• **Document passage**
##############################

To constantly ask ones self “why” can be exhausting. Each “why” leads to a because, which leads to another “why”, and so on, ad infinitum . Why am I angry? Because I am tired. Why Am I tired? Because I didn’t get enough sleep. Why? I stayed up late playing a PC game. Why? I was bored. Why? Distractions are easier than thinking. Why? And so forth.

I have not read a philosophy book in six or seven years. I changed my focus when I started writing, and critical thought made way for science fiction and poetry, the music of the language and the extremes of human imagination. Sharply focused deductive reasoning seemed less interesting and in some cases directly counter to my work. Now that I again have reason to read philosophy I find that I still enjoy it as much as I did in college, ten years ago.

Furor Scribendi

I have finished Off to the Side , and am wiser therefore.

Reading Jim Harrison has always affected me, usually hitting me with strong wanderlust, cabin fever, and a general dissatisfaction with many areas of my life. This time through I drove around a lot, explored those parts of Kent County of which I had always been aware, but never seen. I also tried purposefully to get lost, but what with the sun always directly south and the large number of large roads, this turned out to be impossible.

##############################

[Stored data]
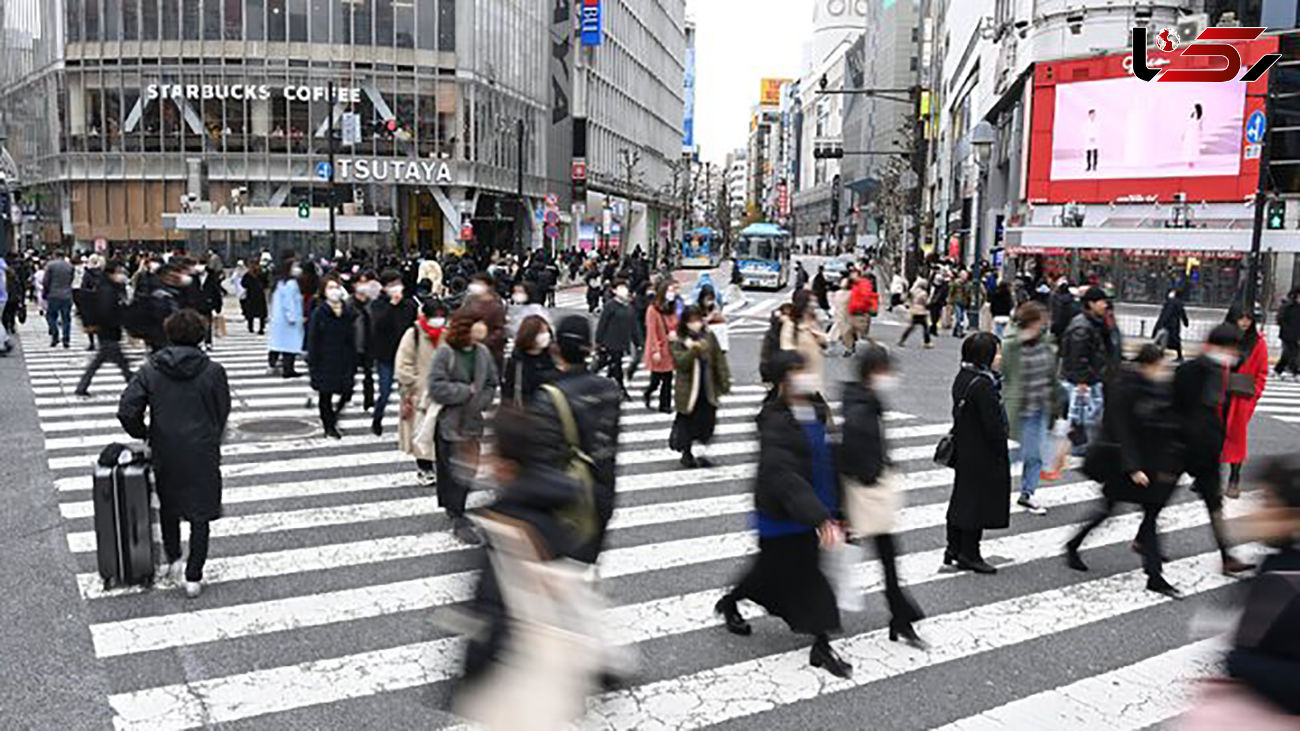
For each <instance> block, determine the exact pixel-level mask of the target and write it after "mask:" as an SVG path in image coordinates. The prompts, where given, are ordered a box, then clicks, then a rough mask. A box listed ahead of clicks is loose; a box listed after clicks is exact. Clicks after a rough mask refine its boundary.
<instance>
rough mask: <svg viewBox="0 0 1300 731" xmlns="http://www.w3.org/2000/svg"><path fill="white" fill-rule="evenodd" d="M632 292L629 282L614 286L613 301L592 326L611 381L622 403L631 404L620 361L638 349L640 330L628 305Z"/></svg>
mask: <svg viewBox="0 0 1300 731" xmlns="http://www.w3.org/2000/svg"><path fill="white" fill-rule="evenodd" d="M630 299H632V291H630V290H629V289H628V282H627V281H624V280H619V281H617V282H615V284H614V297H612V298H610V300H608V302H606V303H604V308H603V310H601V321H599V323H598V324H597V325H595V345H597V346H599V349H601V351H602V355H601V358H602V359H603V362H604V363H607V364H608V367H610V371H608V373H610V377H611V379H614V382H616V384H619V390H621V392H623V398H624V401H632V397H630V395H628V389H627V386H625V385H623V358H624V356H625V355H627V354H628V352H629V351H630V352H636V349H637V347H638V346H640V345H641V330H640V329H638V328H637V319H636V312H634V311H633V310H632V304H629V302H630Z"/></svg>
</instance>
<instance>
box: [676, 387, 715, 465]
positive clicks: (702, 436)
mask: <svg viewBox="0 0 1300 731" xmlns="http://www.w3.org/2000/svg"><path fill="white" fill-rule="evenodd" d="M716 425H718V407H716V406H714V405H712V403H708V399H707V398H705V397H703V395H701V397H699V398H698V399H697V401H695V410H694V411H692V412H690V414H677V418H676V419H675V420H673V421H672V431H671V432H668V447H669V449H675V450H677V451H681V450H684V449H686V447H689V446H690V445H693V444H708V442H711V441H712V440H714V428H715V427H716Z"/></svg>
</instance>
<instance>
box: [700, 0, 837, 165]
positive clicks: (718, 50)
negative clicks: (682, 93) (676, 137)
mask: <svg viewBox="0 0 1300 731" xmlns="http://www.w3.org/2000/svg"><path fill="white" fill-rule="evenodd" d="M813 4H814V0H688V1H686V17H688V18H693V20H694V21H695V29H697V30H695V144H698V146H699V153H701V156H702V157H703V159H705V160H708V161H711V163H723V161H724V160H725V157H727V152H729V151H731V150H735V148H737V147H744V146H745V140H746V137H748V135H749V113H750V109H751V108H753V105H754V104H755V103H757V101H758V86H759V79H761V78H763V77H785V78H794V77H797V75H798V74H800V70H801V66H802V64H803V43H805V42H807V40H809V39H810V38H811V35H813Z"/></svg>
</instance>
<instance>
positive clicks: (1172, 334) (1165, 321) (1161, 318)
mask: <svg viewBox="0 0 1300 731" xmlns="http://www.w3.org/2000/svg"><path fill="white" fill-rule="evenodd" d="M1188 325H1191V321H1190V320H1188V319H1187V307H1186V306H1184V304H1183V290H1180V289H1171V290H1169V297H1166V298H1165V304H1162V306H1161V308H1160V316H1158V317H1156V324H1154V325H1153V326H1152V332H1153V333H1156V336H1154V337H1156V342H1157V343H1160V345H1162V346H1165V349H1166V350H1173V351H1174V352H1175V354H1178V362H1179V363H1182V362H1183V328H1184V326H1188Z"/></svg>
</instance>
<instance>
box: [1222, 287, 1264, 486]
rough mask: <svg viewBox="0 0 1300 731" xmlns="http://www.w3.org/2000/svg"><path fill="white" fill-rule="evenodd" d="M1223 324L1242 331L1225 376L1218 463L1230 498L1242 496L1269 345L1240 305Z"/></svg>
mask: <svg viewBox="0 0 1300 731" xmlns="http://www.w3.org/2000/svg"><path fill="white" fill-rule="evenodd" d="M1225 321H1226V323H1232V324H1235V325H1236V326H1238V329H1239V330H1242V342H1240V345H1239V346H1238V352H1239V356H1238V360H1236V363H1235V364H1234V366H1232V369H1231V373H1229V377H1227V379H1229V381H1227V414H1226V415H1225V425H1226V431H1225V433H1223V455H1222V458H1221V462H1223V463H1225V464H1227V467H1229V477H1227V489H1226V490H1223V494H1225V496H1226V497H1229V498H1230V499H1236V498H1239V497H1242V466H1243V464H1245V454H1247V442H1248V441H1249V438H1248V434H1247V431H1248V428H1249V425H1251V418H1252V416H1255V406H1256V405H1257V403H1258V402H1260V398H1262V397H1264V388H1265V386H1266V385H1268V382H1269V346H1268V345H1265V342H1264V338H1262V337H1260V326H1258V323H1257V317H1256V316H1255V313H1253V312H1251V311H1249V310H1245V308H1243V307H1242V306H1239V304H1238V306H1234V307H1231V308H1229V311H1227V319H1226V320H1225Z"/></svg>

##############################

• **Work request**
Copy out the entire passage about asking why and reading, word for word. The rows are not needed here.

• **Final answer**
To constantly ask ones self “why” can be exhausting. Each “why” leads to a because, which leads to another “why”, and so on, ad infinitum . Why am I angry? Because I am tired. Why Am I tired? Because I didn’t get enough sleep. Why? I stayed up late playing a PC game. Why? I was bored. Why? Distractions are easier than thinking. Why? And so forth.

I have not read a philosophy book in six or seven years. I changed my focus when I started writing, and critical thought made way for science fiction and poetry, the music of the language and the extremes of human imagination. Sharply focused deductive reasoning seemed less interesting and in some cases directly counter to my work. Now that I again have reason to read philosophy I find that I still enjoy it as much as I did in college, ten years ago.

Furor Scribendi

I have finished Off to the Side , and am wiser therefore.

Reading Jim Harrison has always affected me, usually hitting me with strong wanderlust, cabin fever, and a general dissatisfaction with many areas of my life. This time through I drove around a lot, explored those parts of Kent County of which I had always been aware, but never seen. I also tried purposefully to get lost, but what with the sun always directly south and the large number of large roads, this turned out to be impossible.